## Testo fornito
Cass. civ. Sez. III, Sent., 28-06-2012, n. 10857 Responsabilità civile

Sentenza scelta dal dott. Domenico Cirasole direttore del sito giuridico http://www.gadit.it/

Svolgimento del processo

D.M.T. convenne in giudizio innanzi al Tribunale di Monza il Comune di Concorezzo, P.O. e Fondiaria SAI s.p.a.

chiedendone la condanna al risarcimento dei danni subiti in conseguenza dell’incidente stradale verificatosi in data (OMISSIS). Espose l’attore che quel giorno, verso le ore 11.15, mentre circolava a bordo del proprio motoveicolo, era scivolato sulla ghiaia che copriva la strada, in prossimità di un incrocio, andando a collidere con l’autovettura di proprietà di P.O., dallo stesso condotta.

I convenuti, costituitisi in giudizio, contestarono le avverse pretese.

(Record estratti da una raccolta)

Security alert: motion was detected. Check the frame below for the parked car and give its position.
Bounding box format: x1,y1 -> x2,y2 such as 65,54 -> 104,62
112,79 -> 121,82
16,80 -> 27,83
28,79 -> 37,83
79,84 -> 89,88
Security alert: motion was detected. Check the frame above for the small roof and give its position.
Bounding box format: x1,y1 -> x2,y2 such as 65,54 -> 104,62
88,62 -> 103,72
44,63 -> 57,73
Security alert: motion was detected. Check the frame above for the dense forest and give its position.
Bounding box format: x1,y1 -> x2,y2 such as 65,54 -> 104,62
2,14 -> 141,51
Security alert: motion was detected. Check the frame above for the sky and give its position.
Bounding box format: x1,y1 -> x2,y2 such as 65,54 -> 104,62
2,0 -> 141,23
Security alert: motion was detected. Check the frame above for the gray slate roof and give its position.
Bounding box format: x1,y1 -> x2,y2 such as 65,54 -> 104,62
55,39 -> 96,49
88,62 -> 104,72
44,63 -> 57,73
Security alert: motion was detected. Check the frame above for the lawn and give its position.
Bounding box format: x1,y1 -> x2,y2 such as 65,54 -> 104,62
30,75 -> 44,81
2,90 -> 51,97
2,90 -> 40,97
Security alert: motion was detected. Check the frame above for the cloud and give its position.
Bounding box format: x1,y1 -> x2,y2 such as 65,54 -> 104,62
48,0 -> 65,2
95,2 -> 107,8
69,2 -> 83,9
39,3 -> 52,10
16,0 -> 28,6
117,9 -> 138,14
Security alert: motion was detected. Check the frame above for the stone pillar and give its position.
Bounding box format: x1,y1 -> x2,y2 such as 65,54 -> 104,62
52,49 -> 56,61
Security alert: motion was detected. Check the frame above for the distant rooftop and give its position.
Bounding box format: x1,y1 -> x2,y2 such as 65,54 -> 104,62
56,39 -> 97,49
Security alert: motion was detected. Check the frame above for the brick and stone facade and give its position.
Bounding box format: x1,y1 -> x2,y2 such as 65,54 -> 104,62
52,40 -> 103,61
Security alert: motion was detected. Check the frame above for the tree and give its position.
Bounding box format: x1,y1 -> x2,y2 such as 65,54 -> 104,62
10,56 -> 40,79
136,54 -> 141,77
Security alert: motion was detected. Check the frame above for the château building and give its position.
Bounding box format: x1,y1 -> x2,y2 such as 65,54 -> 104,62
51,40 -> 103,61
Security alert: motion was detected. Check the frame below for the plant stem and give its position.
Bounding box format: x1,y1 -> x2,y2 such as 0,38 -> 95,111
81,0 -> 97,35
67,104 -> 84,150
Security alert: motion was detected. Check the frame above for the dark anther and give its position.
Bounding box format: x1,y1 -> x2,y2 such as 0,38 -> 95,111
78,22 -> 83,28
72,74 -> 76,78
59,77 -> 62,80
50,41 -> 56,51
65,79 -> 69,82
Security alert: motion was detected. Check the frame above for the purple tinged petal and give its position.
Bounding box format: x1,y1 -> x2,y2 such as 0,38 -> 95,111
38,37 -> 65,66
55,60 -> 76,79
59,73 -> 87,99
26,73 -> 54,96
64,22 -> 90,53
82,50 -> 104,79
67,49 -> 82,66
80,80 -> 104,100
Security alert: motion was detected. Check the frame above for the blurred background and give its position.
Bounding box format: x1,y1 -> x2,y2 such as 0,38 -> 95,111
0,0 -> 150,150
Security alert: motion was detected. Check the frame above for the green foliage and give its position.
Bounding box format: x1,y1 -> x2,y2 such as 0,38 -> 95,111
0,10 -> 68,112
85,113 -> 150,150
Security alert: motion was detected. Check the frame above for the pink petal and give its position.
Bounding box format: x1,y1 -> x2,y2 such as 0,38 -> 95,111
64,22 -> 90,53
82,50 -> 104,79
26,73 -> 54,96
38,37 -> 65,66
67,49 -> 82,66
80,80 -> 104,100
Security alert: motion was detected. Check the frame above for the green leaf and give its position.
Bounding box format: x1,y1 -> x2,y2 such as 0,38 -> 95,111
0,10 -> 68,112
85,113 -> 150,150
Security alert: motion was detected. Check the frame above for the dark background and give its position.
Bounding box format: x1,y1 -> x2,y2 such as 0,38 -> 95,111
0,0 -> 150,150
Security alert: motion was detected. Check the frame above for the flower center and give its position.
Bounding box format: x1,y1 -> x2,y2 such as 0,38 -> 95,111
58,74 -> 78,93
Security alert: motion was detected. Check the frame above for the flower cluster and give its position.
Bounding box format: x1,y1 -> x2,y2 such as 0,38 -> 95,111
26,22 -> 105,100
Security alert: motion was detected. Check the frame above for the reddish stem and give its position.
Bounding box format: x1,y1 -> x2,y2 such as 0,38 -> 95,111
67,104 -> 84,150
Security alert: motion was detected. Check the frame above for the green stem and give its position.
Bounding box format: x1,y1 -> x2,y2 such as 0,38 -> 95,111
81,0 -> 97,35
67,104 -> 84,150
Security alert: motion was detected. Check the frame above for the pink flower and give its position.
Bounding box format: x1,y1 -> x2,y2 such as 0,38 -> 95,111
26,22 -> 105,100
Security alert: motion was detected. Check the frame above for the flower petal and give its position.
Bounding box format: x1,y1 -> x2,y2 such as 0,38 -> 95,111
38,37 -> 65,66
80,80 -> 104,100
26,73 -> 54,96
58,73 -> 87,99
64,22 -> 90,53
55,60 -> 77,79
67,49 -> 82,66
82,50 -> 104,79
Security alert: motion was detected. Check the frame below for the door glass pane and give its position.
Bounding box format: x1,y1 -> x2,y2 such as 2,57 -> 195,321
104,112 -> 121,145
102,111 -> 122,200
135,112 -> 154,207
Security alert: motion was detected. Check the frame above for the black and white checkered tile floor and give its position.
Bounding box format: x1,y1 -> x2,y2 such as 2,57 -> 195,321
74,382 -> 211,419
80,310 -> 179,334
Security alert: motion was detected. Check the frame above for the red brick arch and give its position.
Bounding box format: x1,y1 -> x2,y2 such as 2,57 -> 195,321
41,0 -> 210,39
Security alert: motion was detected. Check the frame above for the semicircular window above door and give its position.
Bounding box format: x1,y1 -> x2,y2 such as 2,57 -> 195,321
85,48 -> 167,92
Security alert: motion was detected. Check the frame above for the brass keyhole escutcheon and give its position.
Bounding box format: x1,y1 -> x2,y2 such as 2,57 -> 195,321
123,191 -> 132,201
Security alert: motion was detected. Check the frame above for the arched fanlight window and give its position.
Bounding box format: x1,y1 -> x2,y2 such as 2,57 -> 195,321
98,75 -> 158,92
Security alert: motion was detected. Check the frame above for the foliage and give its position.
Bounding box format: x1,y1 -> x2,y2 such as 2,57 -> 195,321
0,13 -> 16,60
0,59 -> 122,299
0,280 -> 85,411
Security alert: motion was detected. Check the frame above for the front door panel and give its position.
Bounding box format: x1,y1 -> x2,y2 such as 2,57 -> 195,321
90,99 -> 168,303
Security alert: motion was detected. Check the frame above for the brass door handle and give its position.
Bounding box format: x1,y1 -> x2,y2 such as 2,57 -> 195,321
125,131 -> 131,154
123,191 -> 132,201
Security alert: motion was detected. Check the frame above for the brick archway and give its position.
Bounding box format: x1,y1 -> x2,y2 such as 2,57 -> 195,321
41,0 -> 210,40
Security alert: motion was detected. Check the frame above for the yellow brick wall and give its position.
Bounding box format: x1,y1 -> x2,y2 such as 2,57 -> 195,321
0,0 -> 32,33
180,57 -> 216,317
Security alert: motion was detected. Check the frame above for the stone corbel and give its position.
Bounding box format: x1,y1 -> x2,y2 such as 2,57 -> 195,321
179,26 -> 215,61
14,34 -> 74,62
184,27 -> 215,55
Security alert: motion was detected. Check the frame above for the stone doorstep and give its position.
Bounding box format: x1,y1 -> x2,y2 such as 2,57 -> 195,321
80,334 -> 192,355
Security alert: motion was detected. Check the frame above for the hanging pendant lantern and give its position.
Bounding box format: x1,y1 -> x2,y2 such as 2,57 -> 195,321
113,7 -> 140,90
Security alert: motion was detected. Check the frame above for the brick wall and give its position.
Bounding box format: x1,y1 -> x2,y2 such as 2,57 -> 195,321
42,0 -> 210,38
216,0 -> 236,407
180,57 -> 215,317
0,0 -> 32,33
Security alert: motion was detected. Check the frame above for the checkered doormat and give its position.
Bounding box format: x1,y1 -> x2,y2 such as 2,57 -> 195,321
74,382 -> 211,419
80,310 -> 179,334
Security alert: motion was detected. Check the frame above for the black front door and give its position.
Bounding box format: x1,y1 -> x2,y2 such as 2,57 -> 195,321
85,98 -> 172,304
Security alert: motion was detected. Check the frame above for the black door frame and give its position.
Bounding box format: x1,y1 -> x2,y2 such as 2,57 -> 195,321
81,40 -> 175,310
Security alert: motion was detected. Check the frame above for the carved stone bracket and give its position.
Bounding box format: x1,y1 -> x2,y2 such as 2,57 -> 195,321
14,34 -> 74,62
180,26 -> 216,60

## Compiti ed esercizi
- 1) Secondo la sentenza, su che cosa scivolò l'attore mentre circolava in motoveicolo?
- 2) Riscrivi senza modifiche il passo della sentenza che si apre con le parole contenenti "Svolgimento del processo" e si chiude con "le avverse pretese.".
Il materiale non ha alcun ruolo in questo lavoro.

## Soluzioni
- 1) Sulla ghiaia che copriva la strada, in prossimità di un incrocio.

- 2)
Svolgimento del processo

D.M.T. convenne in giudizio innanzi al Tribunale di Monza il Comune di Concorezzo, P.O. e Fondiaria SAI s.p.a.

chiedendone la condanna al risarcimento dei danni subiti in conseguenza dell’incidente stradale verificatosi in data (OMISSIS). Espose l’attore che quel giorno, verso le ore 11.15, mentre circolava a bordo del proprio motoveicolo, era scivolato sulla ghiaia che copriva la strada, in prossimità di un incrocio, andando a collidere con l’autovettura di proprietà di P.O., dallo stesso condotta.

I convenuti, costituitisi in giudizio, contestarono le avverse pretese.